点アノテーションデータの抜粋:
○ ○ ○ ○
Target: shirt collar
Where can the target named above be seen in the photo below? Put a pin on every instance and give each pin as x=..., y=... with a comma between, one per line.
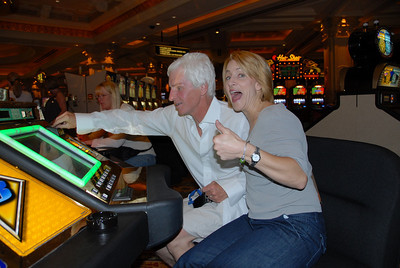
x=213, y=112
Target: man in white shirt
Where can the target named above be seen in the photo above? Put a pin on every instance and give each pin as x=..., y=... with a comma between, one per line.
x=190, y=123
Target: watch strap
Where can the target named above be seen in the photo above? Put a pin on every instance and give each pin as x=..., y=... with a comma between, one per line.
x=257, y=151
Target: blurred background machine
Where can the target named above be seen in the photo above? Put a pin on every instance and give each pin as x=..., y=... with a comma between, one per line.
x=368, y=107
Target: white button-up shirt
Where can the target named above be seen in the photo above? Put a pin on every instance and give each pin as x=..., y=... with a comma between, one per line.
x=196, y=151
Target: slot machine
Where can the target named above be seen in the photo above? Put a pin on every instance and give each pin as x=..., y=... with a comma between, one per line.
x=280, y=95
x=50, y=182
x=299, y=95
x=387, y=83
x=132, y=93
x=317, y=97
x=375, y=71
○ ○ ○ ○
■ **指示**
上の項目すべてについて、各行を1つの文字列とするJSONリストとして出力せよ。空行と画像は含めないこと。

■ **解答**
[
  "Target: shirt collar",
  "Where can the target named above be seen in the photo below? Put a pin on every instance and give each pin as x=..., y=... with a comma between, one per line.",
  "x=213, y=112",
  "Target: man in white shirt",
  "Where can the target named above be seen in the photo above? Put a pin on every instance and give each pin as x=..., y=... with a comma between, one per line.",
  "x=190, y=123",
  "Target: watch strap",
  "Where can the target named above be seen in the photo above? Put a pin on every instance and give each pin as x=..., y=... with a comma between, one per line.",
  "x=257, y=151",
  "Target: blurred background machine",
  "Where can the target named above be seen in the photo above? Put a pin on every instance and give each pin as x=..., y=... with a comma between, one per line.",
  "x=368, y=107",
  "Target: white button-up shirt",
  "Where can the target named above be seen in the photo above? Put a pin on every instance and give each pin as x=..., y=... with a comma between, one per line.",
  "x=196, y=151",
  "Target: slot machine",
  "Where can the target named above be seen in the photo above? Put a pin on every instance and give each pin as x=..., y=... with a comma between, one per line.",
  "x=280, y=95",
  "x=50, y=182",
  "x=299, y=95",
  "x=387, y=83",
  "x=132, y=93",
  "x=317, y=97",
  "x=375, y=71"
]